==== TEXTE SOURCE

Les pèlerinages étaient nombreux. Bien sûr, on pouvait penser qu’il s’agissait là d’un bastion du puissant parti catholique opposé au pouvoir allemand. Mais on ne faisait pas de politique là-haut. On se retrouvait juste entre Alsaciens, même des protestants qui allaient « en pèlerinage vers l’Alsace éternelle » et pour lesquels le Mont semblait être un asile. (Redslob)
La chapelle des Larmes avait été relevée, les antiques parties romanes du couvent me fascinaient, notamment la chapelle de la Croix. Les messes se succédaient dans la basilique pourvue de son nouvel orgue de Stiehr.
Au pied du Mont Sainte-Odile
Et puis, l’âge venant, il fallut se résoudre à rester au pied du Mont, Adélaïde et moi. Les grandes excursions, nous les laissions aux jeunes et nous restions de longues heures en bas, dans les villages environnants, ou bien simplement à rêvasser, à l’ombre des sapins, croquant l’une ou l’autre aquarelle que j’avais enfin le temps de peindre…
Pendant que les enfants et petits-enfants folâtraient au Maennelstein et sur le Mur païen, nous parcourions Niedernai ou Obernai. Lors d’une affaire immobilière, j’avais fait la connaissance du maire de l’époque, Laurent Siebert, dont le fils Adrien avait repris la pharmacie. J’étais loin de me douter que son propre fils épouserait un jour Jeanne, ma chère petite-fille !
Le Mont Sainte-Odile français
Je suis Marie Muller, la fille d’Antoine. Je prends la suite de papa pour vous parler d’un Mont Sainte-Odile qu’il n’a pas pu connaître puisqu’il nous a quittés en 1914.
Après la guerre et le retour de l’Alsace à la France, il y eut les festivités de juillet 1920, au cours desquelles Mgr Ruch, le nouvel évêque de Strasbourg, célébra les 1200 ans de la mort de la sainte.
Il profita de l’occasion pour ordonner un vaste programme de nouvelles constructions, menées sous la responsabilité de Mgr Brunissen, le nouveau directeur du Mont.

========
==== DONNÉES

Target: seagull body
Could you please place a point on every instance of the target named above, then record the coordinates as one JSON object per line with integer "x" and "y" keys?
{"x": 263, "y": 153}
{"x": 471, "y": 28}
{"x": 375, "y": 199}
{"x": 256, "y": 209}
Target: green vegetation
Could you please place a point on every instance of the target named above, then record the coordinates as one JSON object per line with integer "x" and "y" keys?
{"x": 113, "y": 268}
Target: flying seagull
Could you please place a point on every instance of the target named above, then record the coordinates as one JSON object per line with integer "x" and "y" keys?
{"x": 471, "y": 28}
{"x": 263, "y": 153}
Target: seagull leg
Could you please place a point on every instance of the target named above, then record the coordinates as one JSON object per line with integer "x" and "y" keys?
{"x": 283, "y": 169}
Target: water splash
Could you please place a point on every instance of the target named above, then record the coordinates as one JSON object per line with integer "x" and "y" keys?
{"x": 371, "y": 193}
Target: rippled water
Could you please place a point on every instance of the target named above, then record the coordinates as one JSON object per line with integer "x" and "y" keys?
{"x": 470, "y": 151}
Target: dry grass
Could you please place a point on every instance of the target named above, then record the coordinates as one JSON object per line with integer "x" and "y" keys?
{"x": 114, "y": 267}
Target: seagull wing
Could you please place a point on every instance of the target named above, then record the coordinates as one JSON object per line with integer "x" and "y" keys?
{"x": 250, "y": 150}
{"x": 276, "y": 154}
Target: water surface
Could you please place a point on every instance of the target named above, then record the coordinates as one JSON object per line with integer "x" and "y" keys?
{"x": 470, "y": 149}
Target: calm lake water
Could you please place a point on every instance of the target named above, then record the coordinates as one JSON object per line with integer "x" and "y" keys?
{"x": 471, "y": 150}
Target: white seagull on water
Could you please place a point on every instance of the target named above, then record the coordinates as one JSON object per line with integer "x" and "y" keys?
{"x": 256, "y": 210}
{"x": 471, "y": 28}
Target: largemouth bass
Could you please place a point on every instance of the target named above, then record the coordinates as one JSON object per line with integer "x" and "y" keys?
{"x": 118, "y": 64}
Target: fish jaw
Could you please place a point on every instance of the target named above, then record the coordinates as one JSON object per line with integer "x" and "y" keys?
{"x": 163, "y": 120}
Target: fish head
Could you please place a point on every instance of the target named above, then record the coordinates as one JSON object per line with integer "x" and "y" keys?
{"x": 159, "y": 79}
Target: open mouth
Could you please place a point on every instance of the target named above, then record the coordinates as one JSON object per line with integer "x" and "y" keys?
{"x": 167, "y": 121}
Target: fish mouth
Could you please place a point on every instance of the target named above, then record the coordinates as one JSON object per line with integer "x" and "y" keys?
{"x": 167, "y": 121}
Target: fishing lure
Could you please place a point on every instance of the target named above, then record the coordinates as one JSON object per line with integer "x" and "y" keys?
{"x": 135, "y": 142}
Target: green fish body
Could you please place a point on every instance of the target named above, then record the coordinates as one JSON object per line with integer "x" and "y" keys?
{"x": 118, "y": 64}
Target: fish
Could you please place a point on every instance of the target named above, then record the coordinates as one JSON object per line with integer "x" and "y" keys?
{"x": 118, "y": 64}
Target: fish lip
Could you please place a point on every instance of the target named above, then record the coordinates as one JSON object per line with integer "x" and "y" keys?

========

### CONSIGNES
1. Recopiez fidèlement un extrait du texte source, en commençant aux mots « Les pèlerinages étaient » et en vous arrêtant après « orgue de Stiehr. ».
2. D'après le texte source, qui célébra en juillet 1920 les 1200 ans de la mort de la sainte ?

### RÉPONSES NUMÉROTÉES
1.
Les pèlerinages étaient nombreux. Bien sûr, on pouvait penser qu’il s’agissait là d’un bastion du puissant parti catholique opposé au pouvoir allemand. Mais on ne faisait pas de politique là-haut. On se retrouvait juste entre Alsaciens, même des protestants qui allaient « en pèlerinage vers l’Alsace éternelle » et pour lesquels le Mont semblait être un asile. (Redslob)
La chapelle des Larmes avait été relevée, les antiques parties romanes du couvent me fascinaient, notamment la chapelle de la Croix. Les messes se succédaient dans la basilique pourvue de son nouvel orgue de Stiehr.

2. Mgr Ruch, le nouvel évêque de Strasbourg.